Subtraction.com

Our Books, Our Shelves

Even though it’s only November, I’ve been sitting around thinking about next year, specifically about what I’m going to do with it. As I indicated recently, my plan is to scale back on the number of speaking engagements I’ll do in 2008. Partly, I want more time at home and less time at the mercy of the airlines. And partly my plan is to spend at least some of that time writing a book. (I’m nervous even saying that here because who knows if I really have it in me to actually finish writing a book, to say nothing of getting it published.)

What kind of book, you might ask? Well, I’ve decided that it’s not going to be a book about typographic grids, in spite of what modest sums of notoriety I’ve achieved with regard to that subject. Beyond what I’ve committed to blog posts and extemporized at conferences so far, I just don’t think I have much more to say about grids. They’re a valuable and fascinating tool for design, but I feel that, for now anyway, I’ve reached an upper limit on my ability to add to the discourse.

RECORD SET –
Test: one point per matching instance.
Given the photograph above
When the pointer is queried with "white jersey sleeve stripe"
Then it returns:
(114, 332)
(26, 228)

YOUR GOAL – In the Subtraction.com post, what does the writer plan to scale back on in 2008?

ANSWER AREA – The number of speaking engagements.